To create a Network Security Group start typing “network security” in the search bar and select Network security groups in the list of Azure services.

Create a new NSG

In the Network Security Groups window, press Add to create an NSG. Select a Resource Group and a name for NSG and press Review + Create button, as shown in Figure 3.

Once NSG is created, it will appear in the list shown in the upper part of Figure 3. Click on NSG to display its properties. As the screenshot below shows, the overview window of NSG-A provides summary information, as well as inbound and outbound security rule content.

NSG configuration menu provides access to:

1. Inbound security rules management
2. Outbound security rules management
3. Network interfaces to create an association with the NSG. This operation can also be performed via Network interface configuration pages
4. Subnets to create an association with the NSG. This operation can also be performed via VNet > Subnet menu configuration
5. Effective security rules display

Modify Security Rules in NSG

During VM provisioning new NSG can be automatically created with the common management ports, such as RDP and SSH, as shown in Figure 5.

For this example, let’s assume that an administrator didn’t select any of the ports and we cannot connect to the VM remotely. To address this issue we will use NSG created in the previous step, allow RDP, and associate the NSG with the VM’s NIC.

To add a new inbound security rule, click on the menu (#1). Then press Add (#2). Fill the information, as shown in the screenshot below, and press Add.

Associate NSG with a Network Interface

In the next step, we will associate the NSG with the network interface of the VM, as shown in Figure 7. To enable this, within the NSG configuration window, click on the Network interfaces side menu (#1) and press the Associate button (#2) and select the network interface.

(Excerpts from point annotation data)

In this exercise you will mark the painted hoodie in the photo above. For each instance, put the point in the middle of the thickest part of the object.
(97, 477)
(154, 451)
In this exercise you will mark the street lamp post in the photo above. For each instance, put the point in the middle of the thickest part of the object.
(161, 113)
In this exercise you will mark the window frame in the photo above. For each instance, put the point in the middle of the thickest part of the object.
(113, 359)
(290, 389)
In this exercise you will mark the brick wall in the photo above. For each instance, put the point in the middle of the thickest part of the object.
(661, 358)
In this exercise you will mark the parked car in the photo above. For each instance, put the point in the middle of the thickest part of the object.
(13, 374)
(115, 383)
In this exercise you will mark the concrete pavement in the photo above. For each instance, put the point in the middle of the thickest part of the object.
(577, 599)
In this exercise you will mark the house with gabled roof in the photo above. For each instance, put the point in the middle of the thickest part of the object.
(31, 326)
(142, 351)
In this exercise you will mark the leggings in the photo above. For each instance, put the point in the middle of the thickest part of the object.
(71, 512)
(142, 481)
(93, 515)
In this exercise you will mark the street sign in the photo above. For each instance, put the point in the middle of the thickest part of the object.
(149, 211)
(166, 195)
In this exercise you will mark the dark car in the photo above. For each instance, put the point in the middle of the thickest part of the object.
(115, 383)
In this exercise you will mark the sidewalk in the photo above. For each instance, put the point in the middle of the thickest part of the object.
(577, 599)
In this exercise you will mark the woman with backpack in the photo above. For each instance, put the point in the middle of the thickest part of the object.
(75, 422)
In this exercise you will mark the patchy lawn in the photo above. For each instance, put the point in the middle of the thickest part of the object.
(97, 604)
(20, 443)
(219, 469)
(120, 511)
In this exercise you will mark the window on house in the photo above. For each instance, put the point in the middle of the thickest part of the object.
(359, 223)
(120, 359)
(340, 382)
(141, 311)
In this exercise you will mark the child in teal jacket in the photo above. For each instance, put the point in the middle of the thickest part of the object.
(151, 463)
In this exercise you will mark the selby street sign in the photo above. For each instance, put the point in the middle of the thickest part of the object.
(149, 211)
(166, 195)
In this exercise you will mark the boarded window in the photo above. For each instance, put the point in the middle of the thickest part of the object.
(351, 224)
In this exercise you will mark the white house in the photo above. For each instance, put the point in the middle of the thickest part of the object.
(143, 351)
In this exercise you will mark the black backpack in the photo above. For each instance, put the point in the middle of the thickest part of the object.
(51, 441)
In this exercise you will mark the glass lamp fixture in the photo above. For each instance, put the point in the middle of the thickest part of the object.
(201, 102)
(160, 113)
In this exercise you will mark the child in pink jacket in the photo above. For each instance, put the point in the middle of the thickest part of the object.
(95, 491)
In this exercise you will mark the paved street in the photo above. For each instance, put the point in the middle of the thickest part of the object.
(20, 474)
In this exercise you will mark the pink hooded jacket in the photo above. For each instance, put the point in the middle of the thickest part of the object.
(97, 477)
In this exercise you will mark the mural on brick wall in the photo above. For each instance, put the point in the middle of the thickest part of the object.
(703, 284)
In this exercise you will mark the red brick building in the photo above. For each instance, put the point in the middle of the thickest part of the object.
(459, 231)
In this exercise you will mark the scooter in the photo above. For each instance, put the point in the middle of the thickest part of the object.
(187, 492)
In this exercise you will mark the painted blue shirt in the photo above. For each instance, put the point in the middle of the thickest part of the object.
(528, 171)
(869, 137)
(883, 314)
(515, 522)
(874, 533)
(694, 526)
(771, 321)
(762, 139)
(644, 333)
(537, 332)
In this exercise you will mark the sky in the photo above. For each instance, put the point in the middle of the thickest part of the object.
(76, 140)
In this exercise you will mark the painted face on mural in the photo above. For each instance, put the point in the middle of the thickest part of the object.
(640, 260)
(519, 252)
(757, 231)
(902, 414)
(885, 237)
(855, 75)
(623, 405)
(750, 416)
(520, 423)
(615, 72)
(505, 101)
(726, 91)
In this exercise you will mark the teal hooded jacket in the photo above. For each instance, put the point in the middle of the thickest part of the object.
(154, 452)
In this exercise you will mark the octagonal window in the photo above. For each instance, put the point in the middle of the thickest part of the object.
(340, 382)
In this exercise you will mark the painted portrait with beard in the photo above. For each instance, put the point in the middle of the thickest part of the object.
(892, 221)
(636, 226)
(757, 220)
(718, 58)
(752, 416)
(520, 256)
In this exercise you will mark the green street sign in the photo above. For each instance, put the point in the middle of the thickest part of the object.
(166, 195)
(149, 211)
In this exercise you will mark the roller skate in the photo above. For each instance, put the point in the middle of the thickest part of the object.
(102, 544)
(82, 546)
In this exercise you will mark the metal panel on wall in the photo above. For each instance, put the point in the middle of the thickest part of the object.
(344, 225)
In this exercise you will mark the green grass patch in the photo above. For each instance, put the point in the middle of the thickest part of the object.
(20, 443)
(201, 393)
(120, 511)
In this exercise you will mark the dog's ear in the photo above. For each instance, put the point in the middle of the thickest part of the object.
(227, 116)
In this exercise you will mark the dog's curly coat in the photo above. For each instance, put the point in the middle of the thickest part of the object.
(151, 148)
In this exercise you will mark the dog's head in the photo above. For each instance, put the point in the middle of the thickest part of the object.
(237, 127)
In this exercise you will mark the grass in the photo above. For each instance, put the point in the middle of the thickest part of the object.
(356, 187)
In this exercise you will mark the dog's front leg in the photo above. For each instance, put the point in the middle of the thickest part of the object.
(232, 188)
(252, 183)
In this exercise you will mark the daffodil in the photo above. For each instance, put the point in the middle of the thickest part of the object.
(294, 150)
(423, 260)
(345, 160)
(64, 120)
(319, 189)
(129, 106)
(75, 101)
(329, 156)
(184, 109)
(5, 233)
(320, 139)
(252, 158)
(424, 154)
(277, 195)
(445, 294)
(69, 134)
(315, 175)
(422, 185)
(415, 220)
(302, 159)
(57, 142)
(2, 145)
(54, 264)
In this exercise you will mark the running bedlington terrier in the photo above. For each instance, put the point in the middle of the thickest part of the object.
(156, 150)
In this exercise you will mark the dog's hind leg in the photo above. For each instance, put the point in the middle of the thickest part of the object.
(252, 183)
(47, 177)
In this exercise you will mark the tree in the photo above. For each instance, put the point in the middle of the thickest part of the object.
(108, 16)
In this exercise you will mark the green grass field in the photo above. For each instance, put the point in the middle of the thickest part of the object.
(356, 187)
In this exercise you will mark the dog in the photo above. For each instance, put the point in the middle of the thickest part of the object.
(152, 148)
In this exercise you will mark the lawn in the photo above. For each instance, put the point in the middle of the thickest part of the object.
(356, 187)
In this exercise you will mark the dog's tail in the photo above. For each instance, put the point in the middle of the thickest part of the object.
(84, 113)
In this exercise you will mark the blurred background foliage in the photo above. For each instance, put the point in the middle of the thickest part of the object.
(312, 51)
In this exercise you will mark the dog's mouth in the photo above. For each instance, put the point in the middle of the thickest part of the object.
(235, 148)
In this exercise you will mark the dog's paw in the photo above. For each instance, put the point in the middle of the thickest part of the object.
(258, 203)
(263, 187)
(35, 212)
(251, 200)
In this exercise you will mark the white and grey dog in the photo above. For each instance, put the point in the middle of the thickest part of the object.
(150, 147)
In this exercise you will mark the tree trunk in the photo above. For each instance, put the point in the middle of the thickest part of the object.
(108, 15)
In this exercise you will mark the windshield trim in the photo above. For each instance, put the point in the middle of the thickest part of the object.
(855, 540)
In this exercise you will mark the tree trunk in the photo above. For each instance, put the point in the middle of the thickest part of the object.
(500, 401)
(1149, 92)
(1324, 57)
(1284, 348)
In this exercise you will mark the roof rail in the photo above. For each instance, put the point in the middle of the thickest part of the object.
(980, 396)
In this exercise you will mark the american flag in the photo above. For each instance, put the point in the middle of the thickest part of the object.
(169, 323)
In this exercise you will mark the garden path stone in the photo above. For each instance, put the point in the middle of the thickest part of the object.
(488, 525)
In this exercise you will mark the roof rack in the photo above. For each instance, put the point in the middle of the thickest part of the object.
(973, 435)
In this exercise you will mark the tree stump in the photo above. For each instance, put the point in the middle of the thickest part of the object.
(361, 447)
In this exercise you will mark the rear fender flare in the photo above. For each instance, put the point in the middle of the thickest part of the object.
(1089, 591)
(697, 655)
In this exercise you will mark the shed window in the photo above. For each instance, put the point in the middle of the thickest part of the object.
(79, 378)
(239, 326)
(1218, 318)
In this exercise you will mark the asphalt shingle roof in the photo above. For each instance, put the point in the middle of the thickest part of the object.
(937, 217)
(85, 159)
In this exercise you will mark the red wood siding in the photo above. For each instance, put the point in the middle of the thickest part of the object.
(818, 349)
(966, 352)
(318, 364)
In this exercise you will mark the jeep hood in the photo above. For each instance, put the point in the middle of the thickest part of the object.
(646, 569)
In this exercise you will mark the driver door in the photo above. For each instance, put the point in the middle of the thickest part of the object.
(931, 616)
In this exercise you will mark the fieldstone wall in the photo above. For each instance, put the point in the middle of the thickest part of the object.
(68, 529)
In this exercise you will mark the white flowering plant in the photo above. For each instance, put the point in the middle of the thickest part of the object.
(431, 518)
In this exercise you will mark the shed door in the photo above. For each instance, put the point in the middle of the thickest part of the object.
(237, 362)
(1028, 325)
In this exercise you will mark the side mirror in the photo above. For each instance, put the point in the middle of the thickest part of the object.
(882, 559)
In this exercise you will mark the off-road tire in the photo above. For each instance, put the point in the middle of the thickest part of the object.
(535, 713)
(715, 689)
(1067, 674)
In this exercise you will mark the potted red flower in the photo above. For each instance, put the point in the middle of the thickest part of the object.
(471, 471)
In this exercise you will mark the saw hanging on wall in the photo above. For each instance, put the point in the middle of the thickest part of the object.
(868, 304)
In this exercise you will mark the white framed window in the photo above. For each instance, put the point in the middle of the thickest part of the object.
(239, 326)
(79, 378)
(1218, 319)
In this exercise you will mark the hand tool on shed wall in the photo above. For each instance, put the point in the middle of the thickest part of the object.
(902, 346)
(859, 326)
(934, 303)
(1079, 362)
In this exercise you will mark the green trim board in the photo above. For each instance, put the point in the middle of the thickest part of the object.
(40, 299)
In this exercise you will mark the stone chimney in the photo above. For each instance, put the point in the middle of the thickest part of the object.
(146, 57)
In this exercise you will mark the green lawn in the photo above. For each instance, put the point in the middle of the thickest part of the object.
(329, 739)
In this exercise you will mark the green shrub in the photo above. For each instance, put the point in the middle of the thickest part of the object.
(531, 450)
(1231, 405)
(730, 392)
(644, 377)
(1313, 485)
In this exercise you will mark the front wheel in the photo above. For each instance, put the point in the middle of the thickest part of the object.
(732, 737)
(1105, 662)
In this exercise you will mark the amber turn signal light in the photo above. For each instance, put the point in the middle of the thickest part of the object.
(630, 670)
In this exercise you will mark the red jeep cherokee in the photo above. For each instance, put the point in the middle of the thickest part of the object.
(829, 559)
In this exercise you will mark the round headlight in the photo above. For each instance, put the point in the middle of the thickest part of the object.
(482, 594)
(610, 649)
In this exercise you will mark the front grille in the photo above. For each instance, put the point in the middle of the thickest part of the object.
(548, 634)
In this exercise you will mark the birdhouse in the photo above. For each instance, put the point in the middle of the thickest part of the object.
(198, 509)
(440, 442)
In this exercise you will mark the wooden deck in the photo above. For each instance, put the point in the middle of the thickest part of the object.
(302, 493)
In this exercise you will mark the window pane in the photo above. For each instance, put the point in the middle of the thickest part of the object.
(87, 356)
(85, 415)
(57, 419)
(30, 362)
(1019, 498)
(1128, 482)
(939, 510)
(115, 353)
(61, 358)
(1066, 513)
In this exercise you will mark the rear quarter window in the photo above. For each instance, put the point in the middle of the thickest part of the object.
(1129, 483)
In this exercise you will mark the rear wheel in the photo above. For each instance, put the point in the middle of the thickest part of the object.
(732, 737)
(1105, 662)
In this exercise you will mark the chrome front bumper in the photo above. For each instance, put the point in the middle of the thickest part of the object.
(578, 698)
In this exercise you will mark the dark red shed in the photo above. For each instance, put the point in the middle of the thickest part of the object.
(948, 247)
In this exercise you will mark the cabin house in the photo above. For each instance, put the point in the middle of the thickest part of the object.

Task requirements:
Shorten the paragraph in the text on network security groups that begins "For this example, let's assume," keeping its main facts. These records come from a separate source.

The output:
Suppose an administrator selected no ports, so the VM cannot be reached remotely. The fix is to take the NSG created earlier, allow RDP in it, and associate it with the VM's NIC.